■ To do ■
Identify every line of the items that contains the string "this" and copy each such line in full. Case counts.

■ Raw records ■
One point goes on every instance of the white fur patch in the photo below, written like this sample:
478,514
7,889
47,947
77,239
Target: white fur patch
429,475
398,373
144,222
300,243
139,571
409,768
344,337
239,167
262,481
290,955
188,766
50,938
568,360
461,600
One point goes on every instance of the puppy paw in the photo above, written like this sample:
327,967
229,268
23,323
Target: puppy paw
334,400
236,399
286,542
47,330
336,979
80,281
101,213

==

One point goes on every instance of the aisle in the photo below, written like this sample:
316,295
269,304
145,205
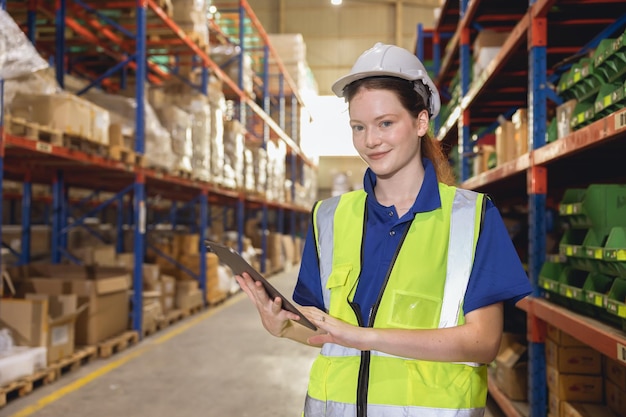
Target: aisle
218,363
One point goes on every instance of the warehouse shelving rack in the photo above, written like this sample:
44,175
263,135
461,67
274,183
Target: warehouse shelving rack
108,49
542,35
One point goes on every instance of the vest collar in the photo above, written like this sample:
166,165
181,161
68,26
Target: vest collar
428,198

---

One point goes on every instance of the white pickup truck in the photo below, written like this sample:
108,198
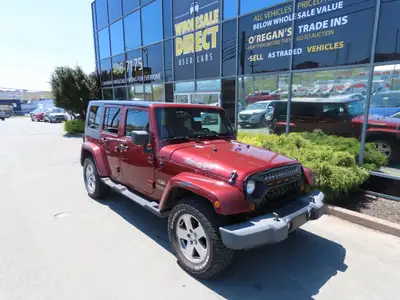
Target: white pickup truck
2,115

■ Final result ■
One point goes on every instance of the white fur patch in the photo below, written like this sample:
One point goes on every instance of the puppy paw in the photo above, written like this sample:
One point goes on every instance of the aisle in the photo below, written like this sample:
One point goes on every instance of the warehouse shelving rack in the photo above, written like this sample:
One point goes on every instance of the vest collar in the photo above, written like this sample:
One point goes on every instance of the white pickup truck in the photo below, written like this sample:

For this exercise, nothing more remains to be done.